Start of Data in this exercise

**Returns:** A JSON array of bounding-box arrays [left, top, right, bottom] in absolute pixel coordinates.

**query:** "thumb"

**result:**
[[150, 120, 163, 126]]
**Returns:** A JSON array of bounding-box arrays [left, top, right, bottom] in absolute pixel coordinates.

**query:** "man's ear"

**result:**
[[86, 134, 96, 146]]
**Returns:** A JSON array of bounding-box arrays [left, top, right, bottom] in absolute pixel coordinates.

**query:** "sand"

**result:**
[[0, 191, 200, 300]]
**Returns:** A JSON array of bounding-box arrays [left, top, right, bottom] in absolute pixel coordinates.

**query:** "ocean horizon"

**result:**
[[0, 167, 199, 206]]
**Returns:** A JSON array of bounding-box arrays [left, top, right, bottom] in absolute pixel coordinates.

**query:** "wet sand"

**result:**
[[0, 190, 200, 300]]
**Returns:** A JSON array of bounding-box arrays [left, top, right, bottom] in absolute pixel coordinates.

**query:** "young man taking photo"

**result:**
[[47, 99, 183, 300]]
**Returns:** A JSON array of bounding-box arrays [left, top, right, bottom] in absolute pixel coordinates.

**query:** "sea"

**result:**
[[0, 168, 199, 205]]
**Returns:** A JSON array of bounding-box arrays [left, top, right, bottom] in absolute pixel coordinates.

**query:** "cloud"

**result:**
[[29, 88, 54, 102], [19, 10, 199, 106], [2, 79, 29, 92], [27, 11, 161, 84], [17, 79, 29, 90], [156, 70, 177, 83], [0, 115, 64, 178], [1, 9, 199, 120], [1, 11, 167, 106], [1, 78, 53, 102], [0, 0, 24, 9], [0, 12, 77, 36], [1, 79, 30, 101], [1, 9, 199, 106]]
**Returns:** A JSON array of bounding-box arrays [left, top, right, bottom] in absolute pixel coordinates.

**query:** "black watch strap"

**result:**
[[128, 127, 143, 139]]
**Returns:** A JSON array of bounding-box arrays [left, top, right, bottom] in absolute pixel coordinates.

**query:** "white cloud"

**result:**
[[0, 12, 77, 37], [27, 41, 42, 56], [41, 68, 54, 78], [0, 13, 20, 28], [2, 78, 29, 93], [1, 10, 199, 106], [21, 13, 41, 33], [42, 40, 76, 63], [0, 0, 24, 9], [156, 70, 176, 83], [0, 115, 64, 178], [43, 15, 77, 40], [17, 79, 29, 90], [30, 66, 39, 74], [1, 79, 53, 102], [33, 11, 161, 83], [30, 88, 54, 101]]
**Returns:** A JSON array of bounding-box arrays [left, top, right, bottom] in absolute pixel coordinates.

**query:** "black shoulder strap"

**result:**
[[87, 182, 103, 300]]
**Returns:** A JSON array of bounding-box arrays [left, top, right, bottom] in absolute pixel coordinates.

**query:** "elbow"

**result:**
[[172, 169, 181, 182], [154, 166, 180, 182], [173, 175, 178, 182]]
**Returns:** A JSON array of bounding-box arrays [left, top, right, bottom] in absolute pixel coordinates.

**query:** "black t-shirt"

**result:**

End of Data in this exercise

What is expected - Take every line from the records that holds "strap" and copy it down.

Written response -
**query:** "black watch strap"
**query:** "black shoulder strap"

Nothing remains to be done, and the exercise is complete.